▶ Data supplied:

###

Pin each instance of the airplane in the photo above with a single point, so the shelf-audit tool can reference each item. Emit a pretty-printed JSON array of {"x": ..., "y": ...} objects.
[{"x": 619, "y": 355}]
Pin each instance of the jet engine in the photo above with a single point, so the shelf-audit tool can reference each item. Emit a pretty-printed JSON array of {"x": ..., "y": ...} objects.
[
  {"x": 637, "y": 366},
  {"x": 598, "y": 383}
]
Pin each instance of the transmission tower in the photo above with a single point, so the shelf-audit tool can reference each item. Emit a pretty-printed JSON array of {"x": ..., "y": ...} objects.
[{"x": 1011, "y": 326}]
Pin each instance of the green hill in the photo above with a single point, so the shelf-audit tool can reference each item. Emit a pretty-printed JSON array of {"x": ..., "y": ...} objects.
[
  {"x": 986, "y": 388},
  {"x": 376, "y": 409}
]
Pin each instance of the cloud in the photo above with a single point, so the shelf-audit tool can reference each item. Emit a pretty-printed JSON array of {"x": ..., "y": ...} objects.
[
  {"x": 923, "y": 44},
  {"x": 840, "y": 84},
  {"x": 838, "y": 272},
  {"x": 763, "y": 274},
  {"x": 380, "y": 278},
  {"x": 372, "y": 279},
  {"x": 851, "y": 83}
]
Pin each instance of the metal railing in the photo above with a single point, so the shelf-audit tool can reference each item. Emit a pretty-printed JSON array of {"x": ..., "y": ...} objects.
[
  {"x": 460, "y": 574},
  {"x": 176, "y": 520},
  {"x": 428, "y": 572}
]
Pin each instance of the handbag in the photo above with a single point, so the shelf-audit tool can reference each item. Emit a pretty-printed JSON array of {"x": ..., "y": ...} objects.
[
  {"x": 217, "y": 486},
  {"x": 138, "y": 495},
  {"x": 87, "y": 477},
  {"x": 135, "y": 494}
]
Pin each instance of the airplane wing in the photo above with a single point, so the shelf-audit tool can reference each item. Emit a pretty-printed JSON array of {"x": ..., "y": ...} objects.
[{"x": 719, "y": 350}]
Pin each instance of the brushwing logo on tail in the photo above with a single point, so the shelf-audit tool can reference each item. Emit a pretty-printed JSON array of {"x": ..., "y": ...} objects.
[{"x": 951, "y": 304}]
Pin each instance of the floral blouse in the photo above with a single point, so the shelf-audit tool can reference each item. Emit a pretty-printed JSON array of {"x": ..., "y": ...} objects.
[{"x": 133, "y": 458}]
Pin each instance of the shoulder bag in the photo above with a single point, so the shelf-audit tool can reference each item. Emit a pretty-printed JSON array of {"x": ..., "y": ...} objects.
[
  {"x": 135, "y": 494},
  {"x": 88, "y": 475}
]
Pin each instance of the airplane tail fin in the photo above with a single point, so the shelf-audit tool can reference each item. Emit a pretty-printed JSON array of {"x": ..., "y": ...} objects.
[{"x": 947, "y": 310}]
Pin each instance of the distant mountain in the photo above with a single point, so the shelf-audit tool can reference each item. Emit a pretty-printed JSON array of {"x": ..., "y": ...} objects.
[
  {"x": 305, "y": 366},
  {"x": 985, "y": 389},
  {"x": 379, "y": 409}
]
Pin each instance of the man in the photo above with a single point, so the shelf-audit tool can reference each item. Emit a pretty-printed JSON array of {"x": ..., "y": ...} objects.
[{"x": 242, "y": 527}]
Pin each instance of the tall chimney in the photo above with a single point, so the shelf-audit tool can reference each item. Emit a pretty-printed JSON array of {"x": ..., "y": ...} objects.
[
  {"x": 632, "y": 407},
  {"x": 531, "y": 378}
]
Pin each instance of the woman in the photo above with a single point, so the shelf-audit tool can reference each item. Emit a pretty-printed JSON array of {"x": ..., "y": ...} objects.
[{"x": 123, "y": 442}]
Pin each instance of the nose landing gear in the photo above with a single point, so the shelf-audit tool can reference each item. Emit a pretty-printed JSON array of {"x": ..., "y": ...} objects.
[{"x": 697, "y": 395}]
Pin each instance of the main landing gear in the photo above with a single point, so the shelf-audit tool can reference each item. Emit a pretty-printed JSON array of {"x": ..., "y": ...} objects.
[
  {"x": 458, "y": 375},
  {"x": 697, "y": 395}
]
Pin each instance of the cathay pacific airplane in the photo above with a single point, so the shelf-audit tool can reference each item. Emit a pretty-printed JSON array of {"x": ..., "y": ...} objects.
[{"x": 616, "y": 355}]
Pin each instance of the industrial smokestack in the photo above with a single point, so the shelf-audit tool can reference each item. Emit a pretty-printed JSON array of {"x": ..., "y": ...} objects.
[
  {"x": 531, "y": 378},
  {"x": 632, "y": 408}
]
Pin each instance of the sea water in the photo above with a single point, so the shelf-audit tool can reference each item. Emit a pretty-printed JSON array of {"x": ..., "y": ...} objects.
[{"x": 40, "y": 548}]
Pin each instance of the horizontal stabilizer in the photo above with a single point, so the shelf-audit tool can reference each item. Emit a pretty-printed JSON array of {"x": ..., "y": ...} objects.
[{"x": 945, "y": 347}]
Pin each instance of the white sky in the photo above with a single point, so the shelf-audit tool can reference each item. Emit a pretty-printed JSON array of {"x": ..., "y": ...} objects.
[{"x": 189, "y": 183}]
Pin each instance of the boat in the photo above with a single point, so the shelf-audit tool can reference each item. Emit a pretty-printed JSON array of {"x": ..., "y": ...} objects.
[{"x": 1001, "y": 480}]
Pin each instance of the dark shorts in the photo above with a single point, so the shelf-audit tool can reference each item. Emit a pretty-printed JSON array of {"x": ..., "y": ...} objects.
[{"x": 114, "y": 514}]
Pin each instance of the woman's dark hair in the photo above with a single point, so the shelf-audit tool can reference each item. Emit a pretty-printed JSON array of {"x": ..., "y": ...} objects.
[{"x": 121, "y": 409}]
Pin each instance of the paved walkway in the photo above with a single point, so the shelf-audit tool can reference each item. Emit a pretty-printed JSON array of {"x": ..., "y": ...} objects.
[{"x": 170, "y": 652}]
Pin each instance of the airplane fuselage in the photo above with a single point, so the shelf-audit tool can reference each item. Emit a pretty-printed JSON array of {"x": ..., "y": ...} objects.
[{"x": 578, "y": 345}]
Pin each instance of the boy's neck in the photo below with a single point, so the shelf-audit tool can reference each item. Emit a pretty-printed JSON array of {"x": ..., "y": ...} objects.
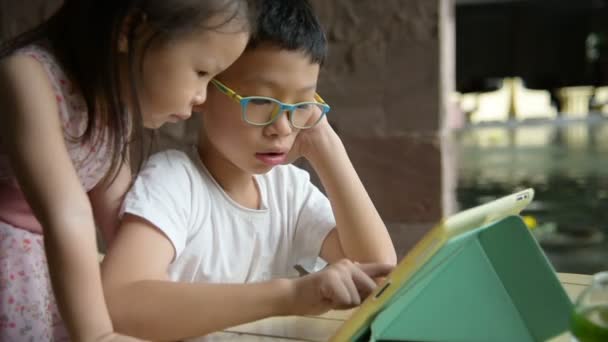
[{"x": 240, "y": 186}]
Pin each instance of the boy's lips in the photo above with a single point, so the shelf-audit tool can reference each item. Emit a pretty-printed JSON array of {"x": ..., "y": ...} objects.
[{"x": 272, "y": 158}]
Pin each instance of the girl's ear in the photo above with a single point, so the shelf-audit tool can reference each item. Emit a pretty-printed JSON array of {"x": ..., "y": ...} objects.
[{"x": 133, "y": 22}]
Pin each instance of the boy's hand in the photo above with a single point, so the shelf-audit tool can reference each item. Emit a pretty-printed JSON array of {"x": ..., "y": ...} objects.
[
  {"x": 341, "y": 285},
  {"x": 316, "y": 142}
]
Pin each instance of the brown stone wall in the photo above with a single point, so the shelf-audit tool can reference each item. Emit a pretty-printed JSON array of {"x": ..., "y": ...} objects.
[
  {"x": 383, "y": 80},
  {"x": 18, "y": 16}
]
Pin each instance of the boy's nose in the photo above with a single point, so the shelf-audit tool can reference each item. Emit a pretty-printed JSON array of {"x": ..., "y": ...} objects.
[
  {"x": 281, "y": 126},
  {"x": 200, "y": 97}
]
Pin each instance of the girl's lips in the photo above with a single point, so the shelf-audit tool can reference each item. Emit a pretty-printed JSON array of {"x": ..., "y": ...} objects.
[{"x": 272, "y": 159}]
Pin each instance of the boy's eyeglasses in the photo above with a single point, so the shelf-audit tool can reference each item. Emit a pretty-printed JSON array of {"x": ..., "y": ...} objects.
[{"x": 263, "y": 111}]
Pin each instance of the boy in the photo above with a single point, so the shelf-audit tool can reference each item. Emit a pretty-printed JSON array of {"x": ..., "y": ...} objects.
[{"x": 210, "y": 237}]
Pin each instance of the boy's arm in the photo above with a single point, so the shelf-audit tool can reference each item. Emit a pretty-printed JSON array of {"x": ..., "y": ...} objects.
[
  {"x": 360, "y": 234},
  {"x": 143, "y": 302}
]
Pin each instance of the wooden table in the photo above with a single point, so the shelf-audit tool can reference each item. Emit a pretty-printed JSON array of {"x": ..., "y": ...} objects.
[{"x": 321, "y": 328}]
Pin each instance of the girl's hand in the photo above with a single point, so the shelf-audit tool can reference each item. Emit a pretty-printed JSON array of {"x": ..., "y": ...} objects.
[
  {"x": 341, "y": 285},
  {"x": 115, "y": 337}
]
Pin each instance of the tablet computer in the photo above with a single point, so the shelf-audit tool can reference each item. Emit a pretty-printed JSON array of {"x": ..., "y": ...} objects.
[{"x": 467, "y": 220}]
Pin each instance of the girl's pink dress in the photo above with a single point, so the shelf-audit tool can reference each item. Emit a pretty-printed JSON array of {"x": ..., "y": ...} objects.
[{"x": 27, "y": 306}]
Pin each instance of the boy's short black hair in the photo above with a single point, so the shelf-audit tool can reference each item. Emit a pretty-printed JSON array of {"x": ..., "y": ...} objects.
[{"x": 291, "y": 25}]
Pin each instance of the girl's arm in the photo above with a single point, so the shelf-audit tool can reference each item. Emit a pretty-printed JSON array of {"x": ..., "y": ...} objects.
[
  {"x": 144, "y": 303},
  {"x": 106, "y": 200},
  {"x": 31, "y": 132},
  {"x": 360, "y": 234}
]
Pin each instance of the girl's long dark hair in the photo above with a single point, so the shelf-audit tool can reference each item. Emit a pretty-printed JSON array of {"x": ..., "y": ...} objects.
[{"x": 84, "y": 34}]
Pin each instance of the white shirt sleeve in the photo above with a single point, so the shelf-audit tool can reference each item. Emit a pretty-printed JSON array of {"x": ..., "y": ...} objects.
[
  {"x": 315, "y": 221},
  {"x": 162, "y": 194}
]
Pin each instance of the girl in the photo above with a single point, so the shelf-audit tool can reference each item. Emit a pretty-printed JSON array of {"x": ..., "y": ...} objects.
[{"x": 75, "y": 91}]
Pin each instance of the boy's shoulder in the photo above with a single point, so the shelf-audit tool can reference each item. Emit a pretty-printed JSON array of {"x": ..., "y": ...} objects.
[
  {"x": 170, "y": 159},
  {"x": 288, "y": 174}
]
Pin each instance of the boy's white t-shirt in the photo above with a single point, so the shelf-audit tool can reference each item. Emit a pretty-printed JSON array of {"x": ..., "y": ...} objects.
[{"x": 218, "y": 240}]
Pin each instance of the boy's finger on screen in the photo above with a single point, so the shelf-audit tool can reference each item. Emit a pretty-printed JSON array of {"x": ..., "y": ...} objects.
[
  {"x": 376, "y": 270},
  {"x": 365, "y": 284}
]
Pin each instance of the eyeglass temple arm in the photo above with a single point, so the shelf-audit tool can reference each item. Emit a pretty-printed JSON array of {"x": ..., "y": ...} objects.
[{"x": 221, "y": 87}]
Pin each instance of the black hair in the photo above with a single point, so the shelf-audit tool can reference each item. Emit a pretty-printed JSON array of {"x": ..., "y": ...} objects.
[
  {"x": 84, "y": 34},
  {"x": 290, "y": 25}
]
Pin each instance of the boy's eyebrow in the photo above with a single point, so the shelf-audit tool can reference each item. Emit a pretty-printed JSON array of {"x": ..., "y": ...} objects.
[{"x": 271, "y": 84}]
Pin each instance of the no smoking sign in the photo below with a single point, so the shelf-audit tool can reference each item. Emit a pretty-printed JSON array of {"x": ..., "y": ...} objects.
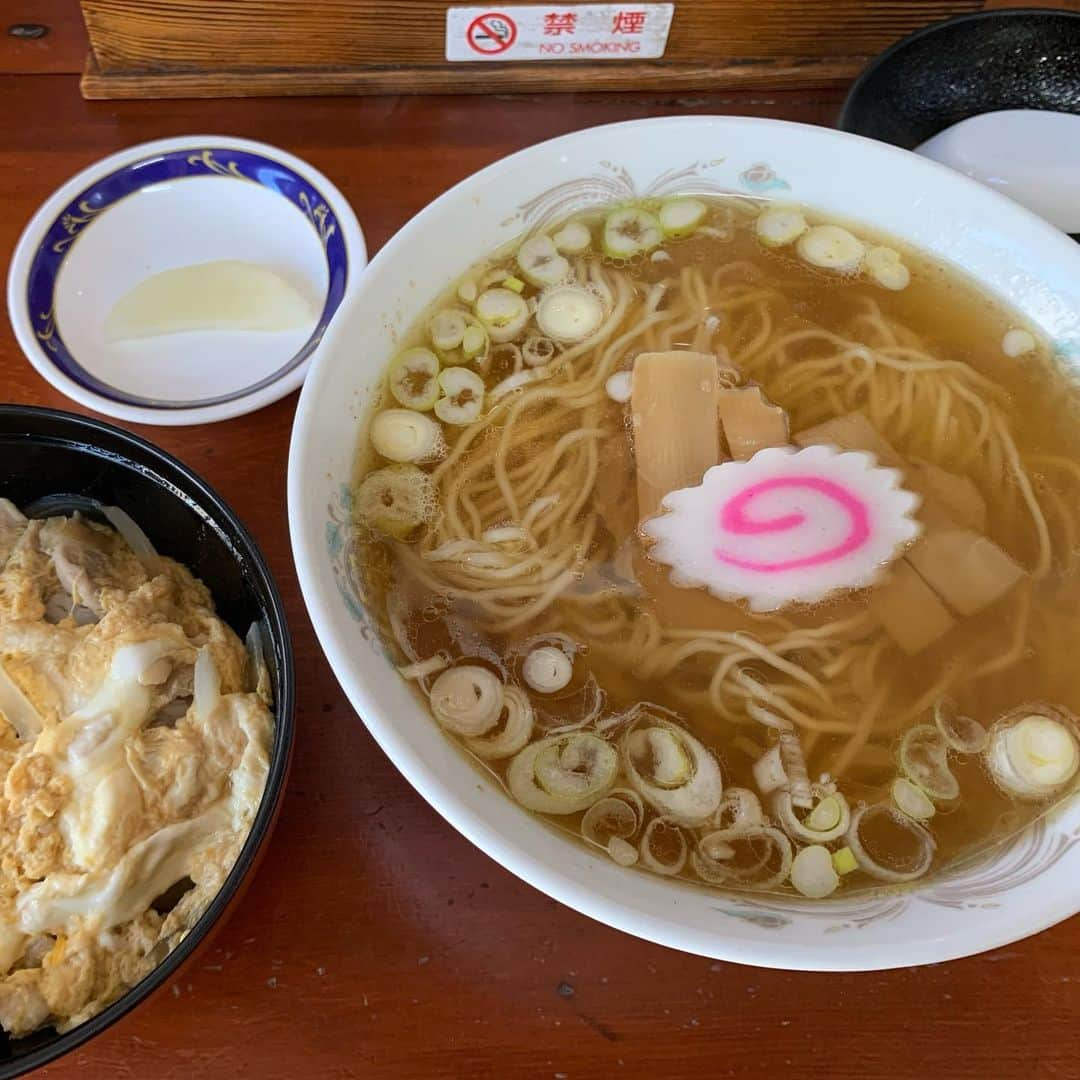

###

▶ Written task: Rewrite the lines from the one containing "Pin each instance of the boy's eyebrow" through the end of the records as a Markdown table with the columns Row and Text, numbering each line and skipping blank ones. Leave the pictures out.

▶ Reply to the task:
| Row | Text |
|---|---|
| 1 | Pin each instance of the boy's eyebrow in the photo above with a single point, so the shelf-audit tool can reference each item. Emit a pretty-printed JSON array of {"x": ..., "y": ...} objects. |
| 2 | [{"x": 271, "y": 84}] |
| 3 | Pin each instance of the no smoking sign in the photo below with a single point, so the shelf-audit tool can reference each item. Emit a pretty-printed JSON array of {"x": ..., "y": ...} objects. |